Reproduce every entry in the listing without alteration.
── RECORDED INFORMATION ──
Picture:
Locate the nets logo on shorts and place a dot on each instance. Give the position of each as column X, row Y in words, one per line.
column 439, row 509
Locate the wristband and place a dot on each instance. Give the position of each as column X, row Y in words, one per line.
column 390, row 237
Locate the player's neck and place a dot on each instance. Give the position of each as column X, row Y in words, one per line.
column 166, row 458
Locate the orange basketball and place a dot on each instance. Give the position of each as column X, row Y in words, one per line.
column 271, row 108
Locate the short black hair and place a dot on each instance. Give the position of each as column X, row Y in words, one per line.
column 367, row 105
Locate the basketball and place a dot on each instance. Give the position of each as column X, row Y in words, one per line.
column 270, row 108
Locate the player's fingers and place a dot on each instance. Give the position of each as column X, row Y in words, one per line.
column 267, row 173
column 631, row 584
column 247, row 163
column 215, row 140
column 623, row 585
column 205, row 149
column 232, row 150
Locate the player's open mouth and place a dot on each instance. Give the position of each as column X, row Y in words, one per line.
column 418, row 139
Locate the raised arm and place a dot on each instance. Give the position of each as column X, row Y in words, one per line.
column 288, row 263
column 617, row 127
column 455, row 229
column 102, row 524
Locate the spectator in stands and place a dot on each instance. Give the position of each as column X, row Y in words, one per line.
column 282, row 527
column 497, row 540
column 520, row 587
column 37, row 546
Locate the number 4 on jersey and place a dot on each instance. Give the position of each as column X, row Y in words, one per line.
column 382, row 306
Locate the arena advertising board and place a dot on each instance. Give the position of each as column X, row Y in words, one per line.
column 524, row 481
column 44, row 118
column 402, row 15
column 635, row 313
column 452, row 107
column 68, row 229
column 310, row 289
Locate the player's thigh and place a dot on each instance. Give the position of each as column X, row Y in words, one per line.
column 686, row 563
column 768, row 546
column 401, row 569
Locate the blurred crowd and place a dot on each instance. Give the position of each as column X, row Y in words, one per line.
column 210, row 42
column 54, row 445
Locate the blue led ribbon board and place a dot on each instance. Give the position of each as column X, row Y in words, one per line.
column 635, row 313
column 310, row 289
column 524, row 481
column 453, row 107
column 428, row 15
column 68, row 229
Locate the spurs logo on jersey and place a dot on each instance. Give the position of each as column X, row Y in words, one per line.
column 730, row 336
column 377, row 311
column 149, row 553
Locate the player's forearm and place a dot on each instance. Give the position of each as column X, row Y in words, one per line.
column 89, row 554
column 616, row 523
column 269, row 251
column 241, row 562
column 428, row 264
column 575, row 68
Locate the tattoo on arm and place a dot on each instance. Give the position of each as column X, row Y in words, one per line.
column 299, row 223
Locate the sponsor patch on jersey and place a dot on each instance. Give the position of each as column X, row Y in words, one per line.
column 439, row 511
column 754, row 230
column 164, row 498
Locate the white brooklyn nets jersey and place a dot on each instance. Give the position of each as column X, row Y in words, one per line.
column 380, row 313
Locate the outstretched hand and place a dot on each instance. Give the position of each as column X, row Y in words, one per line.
───
--- SOLUTION TO THE EXERCISE ---
Picture:
Locate the nets logo on shorts and place a dot on each instance. Give the position of each as column X, row Y in words, one per line.
column 439, row 509
Locate the wristband and place a dot on each instance. Give the position of each as column X, row Y in words, one per line.
column 390, row 237
Locate the player's neck and place a dot on each instance. Give the position of each as column X, row Y in words, one per line.
column 166, row 458
Locate the orange basketball and place a dot on each instance. Give the position of each as column X, row Y in words, one per line.
column 271, row 108
Locate the short black hair and place a dot on each instance. Give the position of each as column X, row Y in words, one per line.
column 367, row 105
Locate the basketball and place a dot on each instance. Give the position of each as column X, row Y in words, one per line.
column 270, row 108
Locate the player's fingers and place a dot on each instance. Give the position of each as column X, row Y in words, one per line.
column 267, row 173
column 631, row 584
column 247, row 163
column 215, row 140
column 623, row 585
column 205, row 149
column 232, row 150
Locate the player's open mouth and place a dot on each instance. Give the position of each as column X, row Y in words, one per line.
column 418, row 139
Locate the raised arm and place a dot on each instance. Give the position of each as column X, row Y in words, one per line.
column 288, row 263
column 617, row 127
column 455, row 229
column 102, row 524
Locate the spectator in stands and place a dot on each instance. Give the position of each as column X, row Y in words, one per line.
column 282, row 527
column 497, row 540
column 520, row 587
column 37, row 546
Locate the number 4 on jersey and place a dot on each instance. Give the position of each as column X, row Y in words, one per line.
column 382, row 306
Locate the arena advertising board and place a dot on each instance. Give the position of each as column X, row Y in words, one per line.
column 524, row 481
column 44, row 118
column 402, row 15
column 635, row 313
column 452, row 107
column 68, row 229
column 310, row 289
Locate the player's thigh and place a dot on each instance. Give the position of each as column X, row Y in words, one per line.
column 686, row 563
column 768, row 546
column 401, row 569
Locate the blurred crowd and place a dot on each instance. Give the position of each as column X, row Y in words, one per line.
column 210, row 42
column 54, row 445
Locate the blue led ribbon board and place a dot on each instance. Give the position of each as column X, row Y in words, one per line.
column 635, row 313
column 310, row 289
column 524, row 481
column 453, row 107
column 428, row 15
column 68, row 229
Locate the spurs logo on jersey and place a dot on each instance. Give the position of each as column X, row Y in words, one per line.
column 730, row 336
column 377, row 311
column 149, row 553
Locate the player's forearm and place a dot on each instance. Give the position of each as column X, row Y in words, one per line.
column 89, row 554
column 616, row 523
column 269, row 251
column 241, row 562
column 428, row 264
column 575, row 68
Locate the tattoo on arm and place a dot on each instance. Give the position of each as column X, row Y in words, one per line.
column 299, row 223
Locate the sponsor patch on jersey and place a dot on each instance. Give the position of each as column X, row Y in words, one per line.
column 439, row 511
column 754, row 230
column 164, row 498
Locate the white brooklyn nets jersey and place a dot on each instance. Give the position of each as column X, row Y in words, one per line.
column 380, row 313
Locate the outstretched hand and place a dot on each instance. Give the position of each as column X, row Y in words, one per line.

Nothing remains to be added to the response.